══ The data
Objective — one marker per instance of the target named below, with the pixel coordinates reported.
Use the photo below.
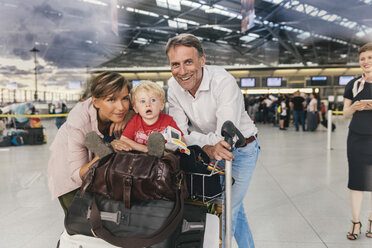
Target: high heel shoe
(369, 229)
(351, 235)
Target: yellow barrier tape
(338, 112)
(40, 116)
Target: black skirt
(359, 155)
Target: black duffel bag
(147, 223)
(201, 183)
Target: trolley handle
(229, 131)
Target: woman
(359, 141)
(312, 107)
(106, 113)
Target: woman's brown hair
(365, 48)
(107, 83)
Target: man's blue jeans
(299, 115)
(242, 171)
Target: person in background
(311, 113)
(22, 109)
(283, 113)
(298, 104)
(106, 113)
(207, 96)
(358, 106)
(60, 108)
════
══ The data
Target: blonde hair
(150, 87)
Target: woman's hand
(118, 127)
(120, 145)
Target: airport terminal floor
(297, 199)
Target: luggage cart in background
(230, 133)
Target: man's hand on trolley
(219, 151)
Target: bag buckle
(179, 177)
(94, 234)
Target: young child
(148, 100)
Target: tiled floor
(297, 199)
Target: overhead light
════
Your objective:
Whenever the word "below" appears in a line of the listing, copy out that line.

Written response:
Objective — one marker per instance of the target named below, with the pixel coordinates reported.
Use the photo below.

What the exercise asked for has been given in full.